Data listing:
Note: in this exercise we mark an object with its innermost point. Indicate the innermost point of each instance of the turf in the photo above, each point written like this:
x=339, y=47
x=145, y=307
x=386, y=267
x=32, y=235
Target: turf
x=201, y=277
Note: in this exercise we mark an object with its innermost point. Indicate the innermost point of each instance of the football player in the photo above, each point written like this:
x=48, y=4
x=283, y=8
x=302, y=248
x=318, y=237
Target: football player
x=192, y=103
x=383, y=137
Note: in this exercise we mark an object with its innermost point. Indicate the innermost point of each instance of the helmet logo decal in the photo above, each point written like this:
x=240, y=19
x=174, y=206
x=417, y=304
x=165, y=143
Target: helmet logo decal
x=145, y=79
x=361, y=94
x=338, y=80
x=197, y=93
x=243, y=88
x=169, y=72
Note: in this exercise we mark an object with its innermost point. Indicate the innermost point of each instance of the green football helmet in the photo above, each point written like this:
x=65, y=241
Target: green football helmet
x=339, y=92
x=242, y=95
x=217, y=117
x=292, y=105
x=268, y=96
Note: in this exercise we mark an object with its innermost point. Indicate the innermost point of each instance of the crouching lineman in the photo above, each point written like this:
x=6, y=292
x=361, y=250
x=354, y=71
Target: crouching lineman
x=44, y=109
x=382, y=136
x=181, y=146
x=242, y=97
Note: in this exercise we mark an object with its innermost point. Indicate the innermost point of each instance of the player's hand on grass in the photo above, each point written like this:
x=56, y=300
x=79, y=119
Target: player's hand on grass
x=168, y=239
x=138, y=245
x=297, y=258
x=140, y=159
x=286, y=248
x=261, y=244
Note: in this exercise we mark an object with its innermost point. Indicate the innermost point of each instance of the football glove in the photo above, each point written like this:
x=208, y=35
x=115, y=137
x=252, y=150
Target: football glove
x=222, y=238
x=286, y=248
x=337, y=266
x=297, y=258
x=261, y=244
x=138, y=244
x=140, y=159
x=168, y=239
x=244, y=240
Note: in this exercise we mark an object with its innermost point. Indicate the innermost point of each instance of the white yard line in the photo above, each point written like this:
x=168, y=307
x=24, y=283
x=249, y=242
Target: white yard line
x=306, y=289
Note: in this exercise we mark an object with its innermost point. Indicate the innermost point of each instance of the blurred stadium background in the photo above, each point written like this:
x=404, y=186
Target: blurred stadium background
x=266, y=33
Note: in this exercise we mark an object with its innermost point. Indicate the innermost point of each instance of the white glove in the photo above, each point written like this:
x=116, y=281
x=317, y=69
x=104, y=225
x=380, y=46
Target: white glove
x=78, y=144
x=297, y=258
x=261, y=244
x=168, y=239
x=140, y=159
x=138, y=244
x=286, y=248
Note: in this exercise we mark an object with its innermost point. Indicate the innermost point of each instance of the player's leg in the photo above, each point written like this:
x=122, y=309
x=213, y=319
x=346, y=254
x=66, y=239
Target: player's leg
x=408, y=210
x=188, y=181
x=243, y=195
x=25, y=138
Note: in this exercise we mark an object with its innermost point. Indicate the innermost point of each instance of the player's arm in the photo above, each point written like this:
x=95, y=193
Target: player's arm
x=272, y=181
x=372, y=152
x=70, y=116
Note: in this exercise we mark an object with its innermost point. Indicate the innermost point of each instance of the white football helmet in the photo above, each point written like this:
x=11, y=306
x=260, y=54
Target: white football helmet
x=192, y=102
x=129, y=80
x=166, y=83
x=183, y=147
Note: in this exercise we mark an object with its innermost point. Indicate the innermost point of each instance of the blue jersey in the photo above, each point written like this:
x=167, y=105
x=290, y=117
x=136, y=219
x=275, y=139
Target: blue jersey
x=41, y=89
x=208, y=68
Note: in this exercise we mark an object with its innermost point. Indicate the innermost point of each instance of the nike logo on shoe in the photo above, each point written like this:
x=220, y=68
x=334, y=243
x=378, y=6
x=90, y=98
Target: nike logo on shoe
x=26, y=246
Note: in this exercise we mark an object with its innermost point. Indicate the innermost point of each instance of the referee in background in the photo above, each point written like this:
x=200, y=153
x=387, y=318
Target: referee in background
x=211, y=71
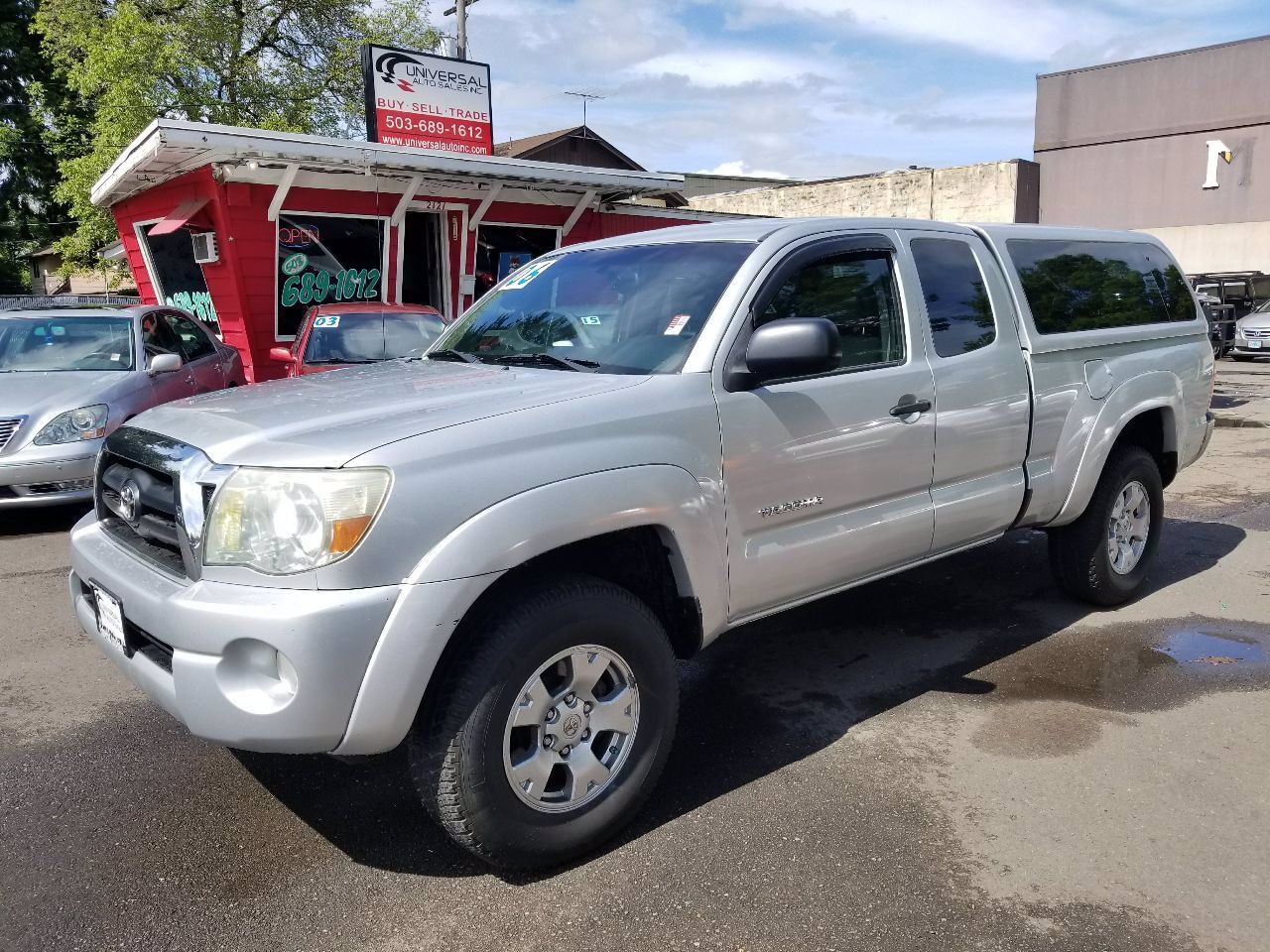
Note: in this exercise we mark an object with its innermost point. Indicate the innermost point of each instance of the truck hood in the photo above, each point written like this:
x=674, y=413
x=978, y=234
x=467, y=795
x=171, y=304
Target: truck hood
x=326, y=419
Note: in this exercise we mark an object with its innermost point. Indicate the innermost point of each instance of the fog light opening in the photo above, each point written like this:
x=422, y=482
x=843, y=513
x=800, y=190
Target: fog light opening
x=257, y=676
x=287, y=674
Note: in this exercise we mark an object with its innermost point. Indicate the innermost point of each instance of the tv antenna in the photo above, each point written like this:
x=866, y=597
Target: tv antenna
x=585, y=98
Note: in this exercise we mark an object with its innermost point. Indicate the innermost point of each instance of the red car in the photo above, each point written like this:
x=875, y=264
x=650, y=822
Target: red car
x=339, y=335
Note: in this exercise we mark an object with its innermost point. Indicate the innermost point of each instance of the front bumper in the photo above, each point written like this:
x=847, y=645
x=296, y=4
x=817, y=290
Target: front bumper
x=207, y=651
x=222, y=676
x=49, y=475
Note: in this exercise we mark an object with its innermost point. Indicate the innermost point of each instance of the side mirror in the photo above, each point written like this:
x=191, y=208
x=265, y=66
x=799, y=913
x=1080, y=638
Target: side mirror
x=797, y=347
x=164, y=363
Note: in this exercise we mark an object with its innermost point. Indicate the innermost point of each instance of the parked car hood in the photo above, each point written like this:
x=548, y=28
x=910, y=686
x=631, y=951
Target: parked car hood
x=39, y=394
x=326, y=419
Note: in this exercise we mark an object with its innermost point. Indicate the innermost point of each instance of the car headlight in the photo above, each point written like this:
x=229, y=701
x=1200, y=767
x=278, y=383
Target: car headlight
x=281, y=522
x=73, y=425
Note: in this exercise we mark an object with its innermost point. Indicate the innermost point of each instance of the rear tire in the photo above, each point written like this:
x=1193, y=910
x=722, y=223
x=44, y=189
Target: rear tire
x=522, y=705
x=1101, y=557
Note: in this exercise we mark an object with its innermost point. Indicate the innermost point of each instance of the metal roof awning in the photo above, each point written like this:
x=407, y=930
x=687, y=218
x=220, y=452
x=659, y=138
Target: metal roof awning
x=172, y=148
x=178, y=217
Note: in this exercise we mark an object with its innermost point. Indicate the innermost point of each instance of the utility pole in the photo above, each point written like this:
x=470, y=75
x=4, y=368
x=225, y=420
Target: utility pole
x=460, y=13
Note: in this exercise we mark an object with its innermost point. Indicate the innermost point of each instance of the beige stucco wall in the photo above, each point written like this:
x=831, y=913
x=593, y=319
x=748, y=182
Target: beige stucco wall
x=1237, y=246
x=988, y=191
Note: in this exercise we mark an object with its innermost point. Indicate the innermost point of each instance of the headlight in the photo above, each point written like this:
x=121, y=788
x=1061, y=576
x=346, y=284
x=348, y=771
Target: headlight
x=85, y=422
x=290, y=521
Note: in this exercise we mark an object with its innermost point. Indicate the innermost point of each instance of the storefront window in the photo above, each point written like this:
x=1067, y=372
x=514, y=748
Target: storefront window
x=177, y=276
x=500, y=249
x=422, y=262
x=326, y=259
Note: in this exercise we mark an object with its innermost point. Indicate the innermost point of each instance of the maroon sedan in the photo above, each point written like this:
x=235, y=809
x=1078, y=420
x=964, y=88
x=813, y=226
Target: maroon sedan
x=339, y=335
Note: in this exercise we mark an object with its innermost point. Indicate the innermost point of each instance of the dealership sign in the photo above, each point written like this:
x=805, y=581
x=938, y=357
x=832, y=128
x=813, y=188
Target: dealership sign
x=427, y=102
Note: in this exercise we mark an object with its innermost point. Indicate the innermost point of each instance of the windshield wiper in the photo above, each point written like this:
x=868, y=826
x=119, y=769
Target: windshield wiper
x=445, y=354
x=564, y=363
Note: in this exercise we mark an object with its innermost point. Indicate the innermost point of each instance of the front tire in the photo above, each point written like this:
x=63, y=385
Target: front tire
x=552, y=733
x=1105, y=555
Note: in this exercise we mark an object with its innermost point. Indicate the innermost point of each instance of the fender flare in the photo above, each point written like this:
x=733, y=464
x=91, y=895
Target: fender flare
x=1156, y=390
x=456, y=571
x=688, y=513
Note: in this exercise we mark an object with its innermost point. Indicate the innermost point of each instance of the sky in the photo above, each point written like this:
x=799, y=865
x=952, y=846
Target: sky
x=813, y=87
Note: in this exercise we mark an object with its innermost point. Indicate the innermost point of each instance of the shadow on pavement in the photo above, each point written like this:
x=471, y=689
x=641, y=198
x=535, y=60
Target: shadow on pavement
x=771, y=693
x=41, y=520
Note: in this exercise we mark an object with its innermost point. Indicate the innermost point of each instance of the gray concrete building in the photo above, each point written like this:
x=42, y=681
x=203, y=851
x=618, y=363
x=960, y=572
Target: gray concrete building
x=987, y=191
x=1178, y=145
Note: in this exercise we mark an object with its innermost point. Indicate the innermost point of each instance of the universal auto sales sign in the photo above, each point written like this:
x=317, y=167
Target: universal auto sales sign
x=427, y=102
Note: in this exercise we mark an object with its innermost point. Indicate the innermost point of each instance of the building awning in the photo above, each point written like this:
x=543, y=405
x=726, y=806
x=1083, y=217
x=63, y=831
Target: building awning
x=172, y=148
x=112, y=252
x=180, y=216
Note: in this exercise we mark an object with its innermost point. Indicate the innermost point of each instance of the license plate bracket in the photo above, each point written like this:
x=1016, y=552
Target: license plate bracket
x=109, y=619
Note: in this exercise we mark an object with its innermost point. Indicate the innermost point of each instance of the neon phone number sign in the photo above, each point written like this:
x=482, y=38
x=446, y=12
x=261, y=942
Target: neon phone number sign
x=347, y=285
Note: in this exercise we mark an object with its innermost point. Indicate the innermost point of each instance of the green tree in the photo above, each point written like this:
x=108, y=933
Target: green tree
x=285, y=64
x=31, y=141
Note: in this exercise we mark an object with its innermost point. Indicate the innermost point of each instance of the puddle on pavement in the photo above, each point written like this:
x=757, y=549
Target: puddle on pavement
x=1057, y=696
x=1191, y=647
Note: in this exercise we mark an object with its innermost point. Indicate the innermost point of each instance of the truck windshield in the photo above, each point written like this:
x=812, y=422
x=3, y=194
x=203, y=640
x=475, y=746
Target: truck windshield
x=368, y=338
x=613, y=309
x=64, y=344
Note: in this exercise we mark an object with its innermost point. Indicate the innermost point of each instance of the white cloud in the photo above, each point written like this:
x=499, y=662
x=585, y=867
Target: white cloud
x=1006, y=28
x=739, y=167
x=726, y=66
x=811, y=87
x=1058, y=33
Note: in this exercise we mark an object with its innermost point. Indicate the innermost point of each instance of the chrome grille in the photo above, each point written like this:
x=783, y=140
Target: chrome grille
x=8, y=426
x=151, y=497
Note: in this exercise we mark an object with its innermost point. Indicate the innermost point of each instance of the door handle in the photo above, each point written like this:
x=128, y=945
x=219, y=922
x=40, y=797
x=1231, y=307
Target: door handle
x=910, y=405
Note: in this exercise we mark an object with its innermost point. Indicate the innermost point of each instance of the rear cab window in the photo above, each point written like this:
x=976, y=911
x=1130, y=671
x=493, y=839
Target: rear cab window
x=1080, y=286
x=956, y=299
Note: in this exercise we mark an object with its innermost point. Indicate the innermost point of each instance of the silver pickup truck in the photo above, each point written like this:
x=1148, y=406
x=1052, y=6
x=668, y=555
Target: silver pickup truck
x=494, y=551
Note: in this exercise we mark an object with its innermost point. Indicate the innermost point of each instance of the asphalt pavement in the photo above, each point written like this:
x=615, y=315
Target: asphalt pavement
x=953, y=758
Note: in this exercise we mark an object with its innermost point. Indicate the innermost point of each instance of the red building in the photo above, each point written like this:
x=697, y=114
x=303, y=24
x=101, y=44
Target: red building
x=248, y=227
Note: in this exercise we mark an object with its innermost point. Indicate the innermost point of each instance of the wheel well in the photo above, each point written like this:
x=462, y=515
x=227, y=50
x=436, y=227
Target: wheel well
x=636, y=558
x=1147, y=430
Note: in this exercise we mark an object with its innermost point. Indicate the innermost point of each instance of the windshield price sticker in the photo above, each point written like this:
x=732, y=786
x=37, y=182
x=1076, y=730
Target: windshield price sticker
x=526, y=275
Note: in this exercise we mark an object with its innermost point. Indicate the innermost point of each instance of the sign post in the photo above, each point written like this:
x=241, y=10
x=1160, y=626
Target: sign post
x=427, y=102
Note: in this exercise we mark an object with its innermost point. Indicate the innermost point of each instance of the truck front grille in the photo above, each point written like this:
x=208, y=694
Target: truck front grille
x=8, y=426
x=137, y=497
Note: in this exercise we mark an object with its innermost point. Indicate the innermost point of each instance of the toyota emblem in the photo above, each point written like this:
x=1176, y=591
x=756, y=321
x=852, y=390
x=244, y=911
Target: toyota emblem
x=130, y=500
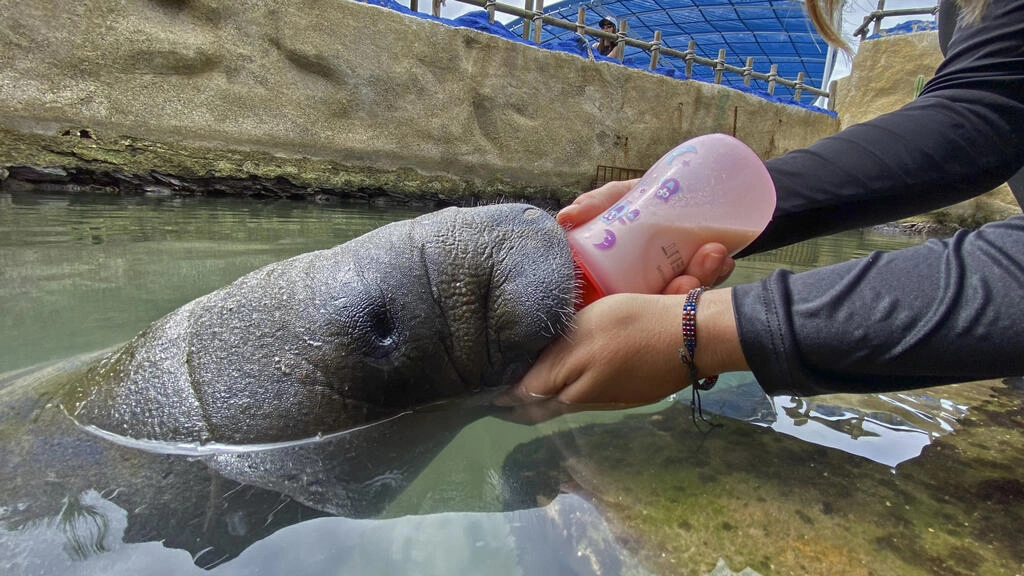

Work to be completed:
Take the part that opens with the line containing "of the metal" and closes with the line containing "x=326, y=259". Put "shop window" in place of "storefront window", and write out only those lines with everything else left unchanged.

Solution to the exercise:
Note: in this exercise we mark an object with its innermost point. Indicate the innermost point of each instance of the metal roof awning in the photo above, each point written like this:
x=407, y=930
x=687, y=218
x=220, y=452
x=659, y=138
Target: metal roof awning
x=172, y=148
x=178, y=217
Note: in this exercise we mark an object with its innermost point. Indicate the innermost point of each instance of the utility pole in the photo above, each point written like this:
x=470, y=75
x=4, y=368
x=225, y=420
Target: utility pole
x=460, y=13
Note: in this exercise we mark an object with its innermost point. Indicate the innermost point of each instance of the beige stucco wall in the photo above, each point written like this:
x=831, y=913
x=593, y=319
x=748, y=182
Target: beige stucco wall
x=1237, y=246
x=988, y=191
Note: in this exercise we mark an object with its innermost point. Indicate the innermost point of each instance of the headlight in the photo above, each point written like this:
x=121, y=788
x=1061, y=576
x=346, y=284
x=348, y=771
Target: headlight
x=85, y=422
x=290, y=521
Note: in this exercise we mark an object with its innermost point. Indicate the innermost point of each instance of the shop window in the photo above, each point written like this:
x=1067, y=372
x=514, y=748
Target: shop window
x=177, y=276
x=500, y=249
x=422, y=262
x=326, y=259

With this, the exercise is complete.